++++ Data to examine ++++

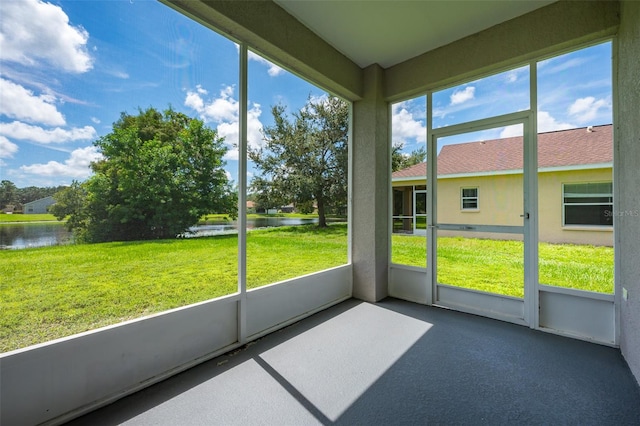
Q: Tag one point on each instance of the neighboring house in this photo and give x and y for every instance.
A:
(480, 183)
(38, 206)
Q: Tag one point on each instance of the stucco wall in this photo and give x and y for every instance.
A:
(500, 203)
(627, 151)
(550, 209)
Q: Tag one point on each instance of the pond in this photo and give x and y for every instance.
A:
(27, 235)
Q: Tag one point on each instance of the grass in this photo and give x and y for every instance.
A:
(52, 292)
(498, 266)
(12, 218)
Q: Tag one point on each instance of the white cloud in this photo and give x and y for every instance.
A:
(23, 131)
(460, 96)
(76, 166)
(273, 70)
(511, 131)
(586, 109)
(554, 65)
(405, 126)
(7, 148)
(33, 31)
(546, 123)
(223, 111)
(18, 102)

++++

Through to the final line, copy the material above exactly and skip the images.

Q: Tag one point on each instance of the neighboring house in this photo and give x and y for every instance.
A:
(480, 183)
(38, 206)
Q: Tag one point on each instance of the stucco wall in this photo and give x and y for every instance.
A:
(500, 203)
(627, 151)
(550, 209)
Q: Tag one point on each instance of the pond in this photo and give x and y for every instance.
A:
(27, 235)
Q: Tag one point on each instance of the grass in this photo and give x and y for every instance.
A:
(52, 292)
(498, 266)
(12, 218)
Q: Tag one point on each instance of the white cloud in this photo and give x and y for every instance.
A:
(23, 131)
(460, 96)
(76, 166)
(273, 70)
(511, 131)
(586, 109)
(554, 65)
(405, 126)
(7, 148)
(33, 31)
(546, 123)
(223, 111)
(18, 102)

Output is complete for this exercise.